→ Directions for this task
Can you give back the material from the line with "locate each digital" to the line with "left=642, top=331, right=800, bottom=428", replacing "digital billboard" with "electronic sign" and changing nothing else? Return only those lines.

→ Material supplied
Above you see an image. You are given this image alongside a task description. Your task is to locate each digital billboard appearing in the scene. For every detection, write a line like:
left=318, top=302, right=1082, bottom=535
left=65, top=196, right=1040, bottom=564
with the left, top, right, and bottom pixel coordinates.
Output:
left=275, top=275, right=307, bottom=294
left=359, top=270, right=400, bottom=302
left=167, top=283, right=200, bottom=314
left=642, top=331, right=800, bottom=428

* * *

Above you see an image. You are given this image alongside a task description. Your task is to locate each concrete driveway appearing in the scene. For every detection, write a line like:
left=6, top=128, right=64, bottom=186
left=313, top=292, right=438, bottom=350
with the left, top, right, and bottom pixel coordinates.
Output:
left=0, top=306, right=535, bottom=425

→ Solution for this exercise
Above you see an image. You are given this image alongside a task description. Your task is to locate each electronic sign appearing in the scene. For every detection, write a line like:
left=318, top=302, right=1082, bottom=535
left=65, top=196, right=1040, bottom=564
with the left, top, right, and bottom pixel coordinates.
Output:
left=275, top=275, right=307, bottom=294
left=359, top=270, right=400, bottom=302
left=167, top=283, right=200, bottom=314
left=642, top=331, right=800, bottom=428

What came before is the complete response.